* [Task to carry out]
Transcribe the records below exactly.

* [Material for this exercise]
-- start --

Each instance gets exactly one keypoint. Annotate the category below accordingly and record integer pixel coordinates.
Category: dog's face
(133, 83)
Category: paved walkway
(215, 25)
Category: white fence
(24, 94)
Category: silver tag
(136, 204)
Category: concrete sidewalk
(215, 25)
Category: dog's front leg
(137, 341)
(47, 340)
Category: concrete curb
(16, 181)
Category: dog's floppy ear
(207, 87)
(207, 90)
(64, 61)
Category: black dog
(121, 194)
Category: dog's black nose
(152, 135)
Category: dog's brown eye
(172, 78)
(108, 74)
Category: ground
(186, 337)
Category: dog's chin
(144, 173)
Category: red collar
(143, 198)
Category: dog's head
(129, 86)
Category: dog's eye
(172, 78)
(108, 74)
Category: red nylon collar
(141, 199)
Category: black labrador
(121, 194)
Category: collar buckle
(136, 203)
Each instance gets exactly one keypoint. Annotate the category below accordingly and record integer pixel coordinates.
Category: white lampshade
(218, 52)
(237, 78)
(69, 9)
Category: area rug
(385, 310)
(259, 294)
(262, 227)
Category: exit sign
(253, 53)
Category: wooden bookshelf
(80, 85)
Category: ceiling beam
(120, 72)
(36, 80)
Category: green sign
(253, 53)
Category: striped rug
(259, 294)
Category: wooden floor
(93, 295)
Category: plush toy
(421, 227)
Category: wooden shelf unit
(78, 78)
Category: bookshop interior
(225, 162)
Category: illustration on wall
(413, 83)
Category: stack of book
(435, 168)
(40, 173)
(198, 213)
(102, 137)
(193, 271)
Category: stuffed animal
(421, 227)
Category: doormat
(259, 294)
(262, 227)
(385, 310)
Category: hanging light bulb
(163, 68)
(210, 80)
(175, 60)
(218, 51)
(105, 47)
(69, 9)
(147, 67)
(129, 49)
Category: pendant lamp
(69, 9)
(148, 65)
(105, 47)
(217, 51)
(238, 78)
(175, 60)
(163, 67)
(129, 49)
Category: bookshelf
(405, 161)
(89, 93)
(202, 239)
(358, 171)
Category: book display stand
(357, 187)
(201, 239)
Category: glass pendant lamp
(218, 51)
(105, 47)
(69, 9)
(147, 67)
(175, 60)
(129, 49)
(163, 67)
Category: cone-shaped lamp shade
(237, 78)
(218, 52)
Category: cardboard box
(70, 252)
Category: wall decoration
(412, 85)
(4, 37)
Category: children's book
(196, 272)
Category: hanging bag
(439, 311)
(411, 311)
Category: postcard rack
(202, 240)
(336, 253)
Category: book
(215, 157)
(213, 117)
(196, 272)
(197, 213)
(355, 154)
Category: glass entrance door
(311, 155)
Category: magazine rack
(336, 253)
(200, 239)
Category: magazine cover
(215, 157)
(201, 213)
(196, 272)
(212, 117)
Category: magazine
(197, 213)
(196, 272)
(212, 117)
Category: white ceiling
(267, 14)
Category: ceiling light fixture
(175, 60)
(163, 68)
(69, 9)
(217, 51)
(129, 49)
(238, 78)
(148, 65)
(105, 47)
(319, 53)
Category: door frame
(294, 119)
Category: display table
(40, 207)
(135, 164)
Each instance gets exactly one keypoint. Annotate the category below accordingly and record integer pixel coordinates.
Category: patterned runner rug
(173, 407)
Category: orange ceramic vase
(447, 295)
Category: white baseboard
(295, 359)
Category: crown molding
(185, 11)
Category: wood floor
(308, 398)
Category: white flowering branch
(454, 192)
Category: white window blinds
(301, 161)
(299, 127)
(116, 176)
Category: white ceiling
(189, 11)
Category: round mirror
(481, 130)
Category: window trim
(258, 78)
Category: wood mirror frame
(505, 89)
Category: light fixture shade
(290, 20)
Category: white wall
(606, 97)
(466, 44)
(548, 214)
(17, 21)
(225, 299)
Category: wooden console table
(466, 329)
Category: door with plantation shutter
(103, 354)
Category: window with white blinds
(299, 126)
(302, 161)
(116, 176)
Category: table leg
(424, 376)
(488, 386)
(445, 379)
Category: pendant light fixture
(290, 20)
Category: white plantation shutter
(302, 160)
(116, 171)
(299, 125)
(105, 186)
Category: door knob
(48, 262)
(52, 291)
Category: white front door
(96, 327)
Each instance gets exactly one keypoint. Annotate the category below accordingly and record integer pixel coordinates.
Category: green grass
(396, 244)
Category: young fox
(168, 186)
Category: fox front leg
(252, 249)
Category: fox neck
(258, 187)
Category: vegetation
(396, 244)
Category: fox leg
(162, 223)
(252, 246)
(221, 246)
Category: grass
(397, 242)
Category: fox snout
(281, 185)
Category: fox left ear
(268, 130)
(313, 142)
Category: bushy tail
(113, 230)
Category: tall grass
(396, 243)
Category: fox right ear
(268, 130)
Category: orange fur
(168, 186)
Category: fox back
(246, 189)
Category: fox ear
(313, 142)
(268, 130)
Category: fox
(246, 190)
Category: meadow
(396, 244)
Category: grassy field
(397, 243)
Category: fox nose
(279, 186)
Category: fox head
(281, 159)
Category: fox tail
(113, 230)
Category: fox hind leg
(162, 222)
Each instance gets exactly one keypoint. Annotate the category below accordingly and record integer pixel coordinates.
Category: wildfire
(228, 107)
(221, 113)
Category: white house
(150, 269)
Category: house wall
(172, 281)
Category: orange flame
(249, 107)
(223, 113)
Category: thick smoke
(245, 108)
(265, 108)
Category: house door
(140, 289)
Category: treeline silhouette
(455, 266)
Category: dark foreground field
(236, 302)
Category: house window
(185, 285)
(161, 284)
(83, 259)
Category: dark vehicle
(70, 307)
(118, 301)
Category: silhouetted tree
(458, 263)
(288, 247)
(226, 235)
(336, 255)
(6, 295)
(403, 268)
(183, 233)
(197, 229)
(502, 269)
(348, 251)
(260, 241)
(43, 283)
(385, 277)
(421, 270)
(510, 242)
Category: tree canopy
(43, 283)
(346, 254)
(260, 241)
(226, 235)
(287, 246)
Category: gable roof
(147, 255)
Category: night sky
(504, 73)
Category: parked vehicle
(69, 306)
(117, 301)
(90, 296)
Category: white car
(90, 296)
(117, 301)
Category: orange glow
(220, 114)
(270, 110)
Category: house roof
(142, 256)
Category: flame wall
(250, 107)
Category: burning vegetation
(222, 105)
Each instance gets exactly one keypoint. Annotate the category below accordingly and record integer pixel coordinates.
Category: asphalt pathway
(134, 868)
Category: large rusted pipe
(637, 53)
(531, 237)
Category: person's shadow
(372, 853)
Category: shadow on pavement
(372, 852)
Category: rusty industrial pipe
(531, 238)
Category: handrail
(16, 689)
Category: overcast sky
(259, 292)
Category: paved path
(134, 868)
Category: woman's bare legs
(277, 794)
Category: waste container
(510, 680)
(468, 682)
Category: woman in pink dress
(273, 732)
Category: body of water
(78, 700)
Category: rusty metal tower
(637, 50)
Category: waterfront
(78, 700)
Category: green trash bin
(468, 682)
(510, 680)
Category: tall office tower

-- end --

* [Exercise answer]
Each instance gets exactly one keypoint. Annotate the category below accordingly and record integer pixel coordinates.
Category: dog's face
(133, 83)
Category: paved walkway
(215, 25)
Category: white fence
(24, 94)
Category: silver tag
(136, 204)
Category: concrete sidewalk
(215, 25)
Category: dog's front leg
(137, 341)
(47, 340)
Category: concrete curb
(16, 181)
Category: dog's floppy ear
(207, 87)
(207, 90)
(64, 61)
Category: black dog
(121, 194)
Category: dog's black nose
(152, 135)
Category: dog's brown eye
(172, 78)
(108, 74)
Category: ground
(186, 337)
Category: dog's chin
(144, 173)
Category: red collar
(143, 198)
Category: dog's head
(129, 86)
Category: dog's eye
(172, 78)
(108, 74)
Category: red nylon collar
(141, 199)
Category: black labrador
(121, 194)
Category: collar buckle
(136, 203)
Each instance gets exactly one keypoint. Annotate the category below accordingly and record integer pixel coordinates.
Category: white lampshade
(218, 52)
(237, 78)
(69, 9)
Category: area rug
(385, 310)
(259, 294)
(262, 227)
Category: exit sign
(253, 53)
Category: wooden bookshelf
(80, 85)
Category: ceiling beam
(120, 72)
(36, 80)
Category: green sign
(253, 53)
Category: striped rug
(259, 294)
Category: wooden floor
(93, 295)
Category: plush toy
(421, 227)
Category: wooden shelf unit
(78, 78)
Category: bookshop interior
(225, 162)
Category: illustration on wall
(413, 83)
Category: stack of book
(435, 168)
(40, 173)
(198, 213)
(102, 137)
(193, 271)
Category: stuffed animal
(421, 227)
Category: doormat
(259, 294)
(262, 227)
(385, 310)
Category: hanging light bulb
(163, 68)
(210, 80)
(175, 60)
(218, 51)
(105, 47)
(69, 9)
(147, 67)
(129, 49)
Category: pendant lamp
(69, 9)
(148, 65)
(105, 47)
(217, 51)
(238, 78)
(175, 60)
(163, 67)
(129, 49)
Category: bookshelf
(405, 161)
(89, 93)
(202, 239)
(358, 171)
Category: book display stand
(357, 187)
(201, 239)
Category: glass pendant lamp
(218, 51)
(105, 47)
(69, 9)
(147, 67)
(175, 60)
(129, 49)
(163, 67)
Category: cone-shaped lamp shade
(237, 78)
(218, 52)
Category: cardboard box
(70, 252)
Category: wall decoration
(412, 85)
(4, 37)
Category: children's book
(196, 272)
Category: hanging bag
(439, 311)
(411, 311)
Category: postcard rack
(202, 240)
(336, 253)
Category: book
(215, 157)
(213, 117)
(196, 272)
(197, 213)
(355, 154)
Category: glass entrance door
(311, 155)
Category: magazine rack
(336, 253)
(200, 239)
Category: magazine cover
(215, 157)
(201, 213)
(196, 272)
(212, 117)
Category: magazine
(197, 213)
(196, 272)
(212, 117)
Category: white ceiling
(267, 14)
Category: ceiling light fixture
(175, 60)
(163, 68)
(69, 9)
(217, 51)
(129, 49)
(238, 78)
(148, 65)
(105, 47)
(319, 53)
Category: door frame
(294, 119)
Category: display table
(40, 207)
(135, 164)
Each instance gets exactly one keypoint. Annotate the category below accordingly and record integer pixel coordinates.
Category: patterned runner rug
(173, 407)
Category: orange ceramic vase
(447, 295)
Category: white baseboard
(295, 359)
Category: crown molding
(185, 11)
Category: wood floor
(308, 398)
Category: white flowering branch
(454, 192)
Category: white window blinds
(301, 161)
(299, 127)
(116, 176)
Category: white ceiling
(189, 11)
Category: round mirror
(481, 130)
Category: window trim
(258, 78)
Category: wood mirror frame
(505, 89)
Category: light fixture shade
(290, 20)
Category: white wall
(606, 97)
(466, 44)
(548, 214)
(17, 21)
(225, 299)
Category: wooden console table
(466, 329)
Category: door with plantation shutter
(103, 354)
Category: window with white blinds
(299, 126)
(302, 161)
(116, 176)
Category: table leg
(424, 376)
(488, 386)
(445, 379)
Category: pendant light fixture
(290, 20)
Category: white plantation shutter
(302, 160)
(116, 171)
(299, 125)
(105, 186)
Category: door knob
(48, 262)
(52, 291)
Category: white front door
(96, 327)
Each instance gets exactly one keypoint. Annotate the category below accordingly and record integer pixel coordinates.
Category: green grass
(396, 244)
Category: young fox
(168, 186)
Category: fox front leg
(252, 249)
Category: fox neck
(258, 187)
Category: vegetation
(396, 244)
Category: fox leg
(162, 223)
(252, 246)
(221, 246)
Category: grass
(397, 242)
Category: fox snout
(281, 185)
Category: fox left ear
(268, 130)
(313, 142)
Category: bushy tail
(113, 230)
Category: tall grass
(396, 243)
Category: fox right ear
(268, 130)
Category: orange fur
(168, 186)
Category: fox back
(246, 189)
Category: fox ear
(313, 142)
(268, 130)
Category: fox
(246, 190)
Category: meadow
(396, 244)
Category: grassy field
(397, 243)
Category: fox nose
(279, 186)
Category: fox head
(281, 159)
Category: fox tail
(113, 230)
Category: fox hind leg
(162, 222)
Each instance gets exactly one keypoint. Annotate the category below accordingly and record integer pixel coordinates.
Category: wildfire
(228, 107)
(221, 113)
Category: white house
(150, 269)
Category: house wall
(172, 281)
Category: orange flame
(249, 107)
(223, 113)
Category: thick smoke
(245, 108)
(265, 108)
Category: house door
(140, 289)
Category: treeline silhouette
(455, 266)
Category: dark foreground field
(236, 302)
Category: house window
(185, 285)
(161, 284)
(83, 259)
Category: dark vehicle
(70, 307)
(118, 301)
Category: silhouetted tree
(458, 263)
(288, 247)
(226, 235)
(336, 255)
(6, 295)
(403, 268)
(183, 233)
(197, 229)
(502, 269)
(348, 251)
(260, 241)
(43, 283)
(385, 277)
(421, 270)
(510, 242)
Category: tree canopy
(43, 283)
(346, 254)
(260, 241)
(226, 235)
(287, 246)
Category: gable roof
(147, 255)
Category: night sky
(504, 73)
Category: parked vehicle
(69, 306)
(117, 301)
(90, 296)
Category: white car
(90, 296)
(117, 301)
Category: orange glow
(220, 114)
(270, 110)
Category: house roof
(142, 256)
Category: flame wall
(250, 107)
Category: burning vegetation
(222, 105)
Each instance gets exactly one keypoint. Annotate the category below accordingly and record integer pixel coordinates.
Category: asphalt pathway
(134, 868)
Category: large rusted pipe
(637, 53)
(531, 237)
Category: person's shadow
(372, 853)
Category: shadow on pavement
(372, 852)
Category: rusty industrial pipe
(531, 238)
Category: handrail
(16, 689)
Category: overcast sky
(259, 292)
Category: paved path
(134, 868)
Category: woman's bare legs
(277, 794)
Category: waste container
(510, 680)
(468, 682)
Category: woman in pink dress
(273, 732)
Category: body of water
(78, 700)
Category: rusty metal tower
(637, 50)
Category: waterfront
(78, 700)
Category: green trash bin
(468, 682)
(510, 680)
Category: tall office tower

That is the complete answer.